RECORDS FOR THE TASK:
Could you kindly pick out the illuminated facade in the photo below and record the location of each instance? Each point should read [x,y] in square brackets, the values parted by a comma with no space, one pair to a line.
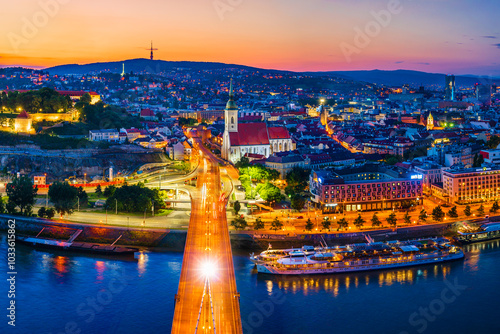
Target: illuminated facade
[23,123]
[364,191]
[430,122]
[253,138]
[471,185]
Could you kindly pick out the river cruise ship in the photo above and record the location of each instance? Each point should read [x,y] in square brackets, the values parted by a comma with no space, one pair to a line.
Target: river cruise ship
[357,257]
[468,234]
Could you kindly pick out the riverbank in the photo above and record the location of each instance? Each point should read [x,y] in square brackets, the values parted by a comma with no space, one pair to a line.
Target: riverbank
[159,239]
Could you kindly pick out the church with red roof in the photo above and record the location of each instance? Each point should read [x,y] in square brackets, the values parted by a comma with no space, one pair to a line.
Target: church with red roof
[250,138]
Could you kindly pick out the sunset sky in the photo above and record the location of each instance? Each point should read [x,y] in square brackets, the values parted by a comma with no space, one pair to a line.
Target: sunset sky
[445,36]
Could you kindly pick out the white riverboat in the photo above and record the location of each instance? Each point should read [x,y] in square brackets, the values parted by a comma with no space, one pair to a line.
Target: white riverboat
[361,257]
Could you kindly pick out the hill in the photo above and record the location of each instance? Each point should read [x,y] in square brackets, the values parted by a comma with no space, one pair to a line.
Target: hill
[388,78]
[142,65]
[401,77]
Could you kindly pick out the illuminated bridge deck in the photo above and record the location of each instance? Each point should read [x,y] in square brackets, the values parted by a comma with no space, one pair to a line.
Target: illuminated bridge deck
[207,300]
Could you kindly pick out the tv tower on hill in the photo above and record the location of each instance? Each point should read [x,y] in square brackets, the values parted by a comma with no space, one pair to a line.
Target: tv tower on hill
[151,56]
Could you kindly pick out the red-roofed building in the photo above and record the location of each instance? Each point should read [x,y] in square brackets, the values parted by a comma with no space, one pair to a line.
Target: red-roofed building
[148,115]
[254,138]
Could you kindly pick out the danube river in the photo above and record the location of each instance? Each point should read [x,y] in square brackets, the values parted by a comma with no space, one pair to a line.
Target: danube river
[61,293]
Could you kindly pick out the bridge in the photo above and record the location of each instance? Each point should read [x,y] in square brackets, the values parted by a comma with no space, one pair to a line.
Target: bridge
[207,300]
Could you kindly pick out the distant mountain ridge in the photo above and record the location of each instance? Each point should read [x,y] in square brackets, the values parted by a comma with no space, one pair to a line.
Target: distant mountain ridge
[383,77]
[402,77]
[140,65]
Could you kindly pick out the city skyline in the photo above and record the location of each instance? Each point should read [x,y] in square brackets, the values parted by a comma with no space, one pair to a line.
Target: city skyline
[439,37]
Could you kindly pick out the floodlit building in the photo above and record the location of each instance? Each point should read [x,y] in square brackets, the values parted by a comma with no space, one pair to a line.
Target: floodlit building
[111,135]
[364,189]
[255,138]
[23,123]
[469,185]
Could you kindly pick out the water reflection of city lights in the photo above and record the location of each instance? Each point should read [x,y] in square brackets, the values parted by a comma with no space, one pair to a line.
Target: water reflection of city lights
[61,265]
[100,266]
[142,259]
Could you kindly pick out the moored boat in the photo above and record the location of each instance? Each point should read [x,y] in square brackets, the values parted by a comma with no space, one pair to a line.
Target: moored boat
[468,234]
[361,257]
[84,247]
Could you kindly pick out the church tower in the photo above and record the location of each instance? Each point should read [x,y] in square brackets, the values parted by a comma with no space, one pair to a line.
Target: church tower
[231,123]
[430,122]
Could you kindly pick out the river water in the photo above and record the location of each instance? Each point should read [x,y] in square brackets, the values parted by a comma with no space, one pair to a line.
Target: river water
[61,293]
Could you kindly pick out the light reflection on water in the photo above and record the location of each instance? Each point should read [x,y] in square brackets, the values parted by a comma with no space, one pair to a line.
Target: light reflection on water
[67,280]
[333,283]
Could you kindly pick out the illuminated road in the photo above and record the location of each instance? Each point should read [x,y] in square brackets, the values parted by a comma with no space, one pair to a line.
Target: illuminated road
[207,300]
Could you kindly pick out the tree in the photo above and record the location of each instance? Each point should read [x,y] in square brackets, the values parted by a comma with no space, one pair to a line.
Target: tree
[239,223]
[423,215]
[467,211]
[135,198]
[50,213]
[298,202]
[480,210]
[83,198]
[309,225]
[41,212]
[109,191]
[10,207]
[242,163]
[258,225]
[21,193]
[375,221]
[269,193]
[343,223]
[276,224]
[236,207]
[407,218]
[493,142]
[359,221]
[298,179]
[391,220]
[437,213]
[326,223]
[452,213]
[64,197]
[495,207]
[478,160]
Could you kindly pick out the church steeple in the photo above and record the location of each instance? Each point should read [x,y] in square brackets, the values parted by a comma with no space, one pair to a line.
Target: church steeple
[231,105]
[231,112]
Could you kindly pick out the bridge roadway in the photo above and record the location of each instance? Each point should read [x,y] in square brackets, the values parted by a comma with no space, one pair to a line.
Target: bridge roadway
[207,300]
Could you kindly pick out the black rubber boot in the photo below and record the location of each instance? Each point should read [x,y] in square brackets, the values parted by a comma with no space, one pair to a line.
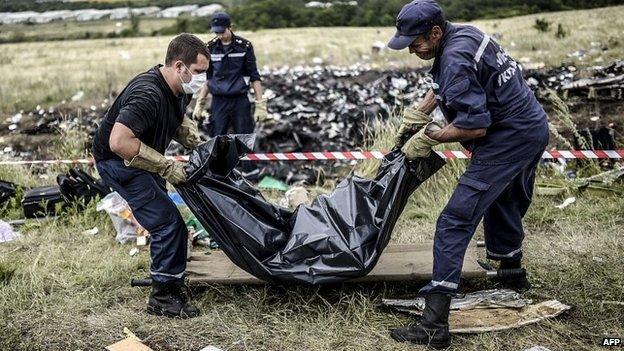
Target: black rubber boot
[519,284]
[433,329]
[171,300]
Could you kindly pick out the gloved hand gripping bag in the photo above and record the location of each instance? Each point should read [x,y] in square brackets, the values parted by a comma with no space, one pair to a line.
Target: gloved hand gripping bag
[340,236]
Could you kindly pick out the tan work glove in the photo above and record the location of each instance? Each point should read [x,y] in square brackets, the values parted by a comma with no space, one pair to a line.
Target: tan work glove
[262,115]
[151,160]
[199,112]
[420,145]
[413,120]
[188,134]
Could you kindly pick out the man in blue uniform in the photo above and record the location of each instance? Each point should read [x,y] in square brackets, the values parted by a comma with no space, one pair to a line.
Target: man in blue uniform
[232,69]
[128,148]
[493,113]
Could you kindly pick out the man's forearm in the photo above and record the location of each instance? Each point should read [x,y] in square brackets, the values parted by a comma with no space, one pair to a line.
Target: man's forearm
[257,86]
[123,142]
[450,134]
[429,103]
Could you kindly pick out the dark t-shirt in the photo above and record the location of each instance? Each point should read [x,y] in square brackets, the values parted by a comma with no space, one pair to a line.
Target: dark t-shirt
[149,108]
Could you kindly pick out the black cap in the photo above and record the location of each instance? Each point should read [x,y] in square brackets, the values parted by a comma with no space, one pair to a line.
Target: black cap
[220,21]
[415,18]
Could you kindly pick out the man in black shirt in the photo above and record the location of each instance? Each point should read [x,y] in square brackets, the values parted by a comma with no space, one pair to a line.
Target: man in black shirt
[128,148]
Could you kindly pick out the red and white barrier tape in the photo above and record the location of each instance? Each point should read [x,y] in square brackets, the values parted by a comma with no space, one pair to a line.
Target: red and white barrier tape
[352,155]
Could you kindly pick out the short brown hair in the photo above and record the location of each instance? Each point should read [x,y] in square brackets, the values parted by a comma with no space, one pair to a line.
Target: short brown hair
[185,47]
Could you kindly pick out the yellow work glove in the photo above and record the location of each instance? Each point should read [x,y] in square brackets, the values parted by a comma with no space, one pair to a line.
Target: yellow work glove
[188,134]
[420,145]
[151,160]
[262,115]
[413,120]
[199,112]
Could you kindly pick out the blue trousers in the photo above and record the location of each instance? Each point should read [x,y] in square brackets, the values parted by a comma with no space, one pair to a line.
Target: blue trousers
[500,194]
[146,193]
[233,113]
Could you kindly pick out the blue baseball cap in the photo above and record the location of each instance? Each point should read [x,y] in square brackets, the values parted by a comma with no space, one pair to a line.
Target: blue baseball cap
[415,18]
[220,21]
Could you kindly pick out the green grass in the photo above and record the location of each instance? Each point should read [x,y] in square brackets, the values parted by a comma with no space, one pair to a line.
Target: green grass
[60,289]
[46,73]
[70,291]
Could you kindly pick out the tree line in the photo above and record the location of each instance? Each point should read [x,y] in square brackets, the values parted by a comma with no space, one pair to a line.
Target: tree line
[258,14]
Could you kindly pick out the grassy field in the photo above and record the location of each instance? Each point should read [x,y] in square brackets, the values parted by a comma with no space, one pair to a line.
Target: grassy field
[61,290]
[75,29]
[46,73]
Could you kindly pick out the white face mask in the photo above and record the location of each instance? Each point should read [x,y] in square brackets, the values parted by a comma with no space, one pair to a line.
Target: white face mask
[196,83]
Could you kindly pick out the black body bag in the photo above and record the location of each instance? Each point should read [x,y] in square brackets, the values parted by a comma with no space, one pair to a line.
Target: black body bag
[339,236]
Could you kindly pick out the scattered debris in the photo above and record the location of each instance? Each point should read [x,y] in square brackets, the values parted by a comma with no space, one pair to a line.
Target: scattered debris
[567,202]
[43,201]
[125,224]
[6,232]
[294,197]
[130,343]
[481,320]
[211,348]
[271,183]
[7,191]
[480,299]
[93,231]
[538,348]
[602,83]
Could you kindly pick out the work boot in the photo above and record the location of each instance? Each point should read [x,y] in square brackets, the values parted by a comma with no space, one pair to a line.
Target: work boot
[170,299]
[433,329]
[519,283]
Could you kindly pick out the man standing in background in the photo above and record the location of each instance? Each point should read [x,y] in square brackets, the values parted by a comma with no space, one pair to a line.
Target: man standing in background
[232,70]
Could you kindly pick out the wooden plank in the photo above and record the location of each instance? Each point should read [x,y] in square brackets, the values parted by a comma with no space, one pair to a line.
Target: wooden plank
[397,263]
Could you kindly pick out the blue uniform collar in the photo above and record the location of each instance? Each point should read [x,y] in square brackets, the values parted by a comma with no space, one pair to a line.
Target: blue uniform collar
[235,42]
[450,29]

==

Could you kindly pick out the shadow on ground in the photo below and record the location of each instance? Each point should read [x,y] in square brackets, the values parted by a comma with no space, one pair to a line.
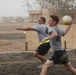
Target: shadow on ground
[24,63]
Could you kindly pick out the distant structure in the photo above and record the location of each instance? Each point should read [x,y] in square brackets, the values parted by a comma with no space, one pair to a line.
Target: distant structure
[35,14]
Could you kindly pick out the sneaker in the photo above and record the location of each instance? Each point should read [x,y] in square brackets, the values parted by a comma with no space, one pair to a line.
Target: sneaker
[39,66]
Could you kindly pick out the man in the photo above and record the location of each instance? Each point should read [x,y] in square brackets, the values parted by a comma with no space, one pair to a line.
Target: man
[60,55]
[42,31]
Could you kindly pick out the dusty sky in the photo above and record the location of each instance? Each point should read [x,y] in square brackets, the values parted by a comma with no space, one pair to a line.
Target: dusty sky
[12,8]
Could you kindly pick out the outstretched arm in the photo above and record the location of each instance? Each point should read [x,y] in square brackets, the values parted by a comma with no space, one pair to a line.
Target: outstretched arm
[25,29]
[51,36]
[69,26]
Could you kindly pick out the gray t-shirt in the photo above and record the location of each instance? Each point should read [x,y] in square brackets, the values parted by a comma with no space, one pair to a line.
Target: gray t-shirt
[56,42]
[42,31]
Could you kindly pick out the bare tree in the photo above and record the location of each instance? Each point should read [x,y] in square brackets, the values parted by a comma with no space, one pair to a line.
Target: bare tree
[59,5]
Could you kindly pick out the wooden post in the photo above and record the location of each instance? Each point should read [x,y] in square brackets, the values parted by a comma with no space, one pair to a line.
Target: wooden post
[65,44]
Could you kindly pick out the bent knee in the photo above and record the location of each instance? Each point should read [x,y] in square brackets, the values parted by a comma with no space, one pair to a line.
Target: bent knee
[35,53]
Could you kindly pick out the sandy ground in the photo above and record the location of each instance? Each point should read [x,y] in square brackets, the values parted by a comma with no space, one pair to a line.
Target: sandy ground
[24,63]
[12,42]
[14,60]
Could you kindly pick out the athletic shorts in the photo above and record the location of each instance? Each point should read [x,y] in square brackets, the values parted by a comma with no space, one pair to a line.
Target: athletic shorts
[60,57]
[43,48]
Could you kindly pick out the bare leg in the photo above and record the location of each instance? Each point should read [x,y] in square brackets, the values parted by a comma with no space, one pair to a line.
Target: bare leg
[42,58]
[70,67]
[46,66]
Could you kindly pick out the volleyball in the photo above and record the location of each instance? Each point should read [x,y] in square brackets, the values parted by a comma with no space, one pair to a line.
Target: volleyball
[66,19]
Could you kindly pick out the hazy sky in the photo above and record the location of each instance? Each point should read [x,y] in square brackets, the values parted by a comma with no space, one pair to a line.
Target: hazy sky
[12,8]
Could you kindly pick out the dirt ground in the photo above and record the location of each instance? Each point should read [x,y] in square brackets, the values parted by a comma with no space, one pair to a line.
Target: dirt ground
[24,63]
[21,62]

==

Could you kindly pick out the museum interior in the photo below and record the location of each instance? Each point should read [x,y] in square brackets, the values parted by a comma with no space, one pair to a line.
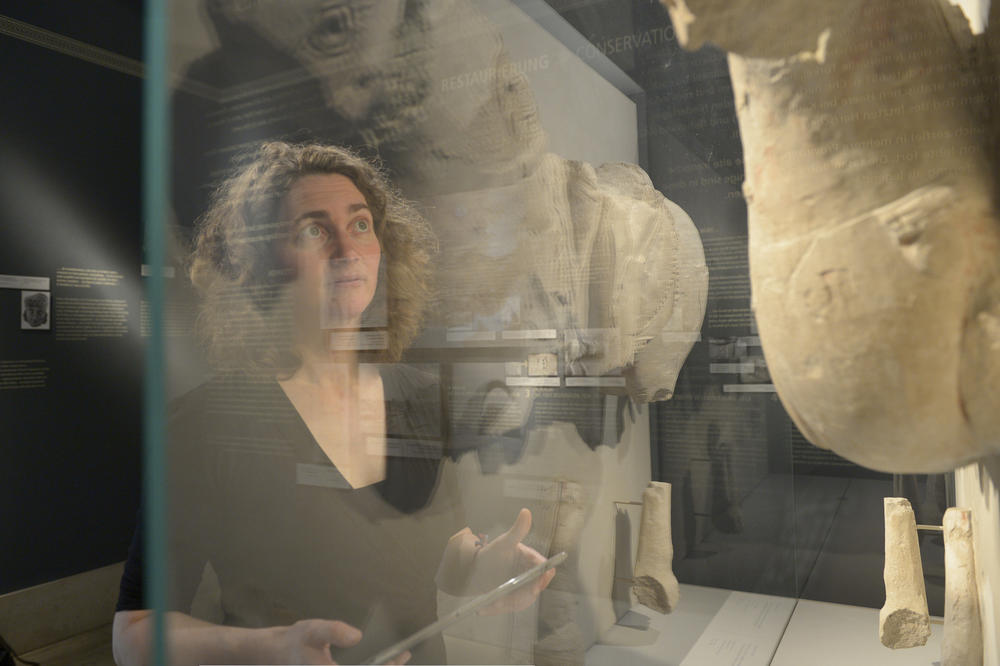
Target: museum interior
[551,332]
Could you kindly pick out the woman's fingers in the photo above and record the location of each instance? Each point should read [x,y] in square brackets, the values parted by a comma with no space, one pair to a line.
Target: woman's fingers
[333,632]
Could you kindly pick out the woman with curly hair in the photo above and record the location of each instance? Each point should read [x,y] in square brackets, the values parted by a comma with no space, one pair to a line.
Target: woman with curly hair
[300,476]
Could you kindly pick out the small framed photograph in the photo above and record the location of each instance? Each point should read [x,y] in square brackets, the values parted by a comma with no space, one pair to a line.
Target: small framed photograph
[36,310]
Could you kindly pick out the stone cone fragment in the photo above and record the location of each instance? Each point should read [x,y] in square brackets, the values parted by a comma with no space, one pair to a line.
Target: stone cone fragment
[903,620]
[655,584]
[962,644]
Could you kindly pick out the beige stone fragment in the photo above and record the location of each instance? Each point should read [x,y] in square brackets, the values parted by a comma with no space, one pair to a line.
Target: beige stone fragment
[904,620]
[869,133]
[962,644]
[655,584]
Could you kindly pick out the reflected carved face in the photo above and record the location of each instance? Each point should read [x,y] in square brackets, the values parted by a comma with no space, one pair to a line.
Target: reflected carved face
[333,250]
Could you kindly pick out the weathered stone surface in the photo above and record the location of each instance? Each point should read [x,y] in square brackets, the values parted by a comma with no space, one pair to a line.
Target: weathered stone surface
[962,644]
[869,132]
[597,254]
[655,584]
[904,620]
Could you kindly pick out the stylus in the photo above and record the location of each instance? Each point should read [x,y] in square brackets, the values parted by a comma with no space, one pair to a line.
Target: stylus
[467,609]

PROBLEM: Return each line of the items above that contains the string “curly”. Matching is case-sensitive.

SOLUTION FOR THIS PROBLEM:
Could you kindly pick out the woman with curly hair in the photo above and record the location of each instance? Each point should read [x,y] in square brackets, the values parted by a comma with no space, one pair to a line.
Target: woman with curly hair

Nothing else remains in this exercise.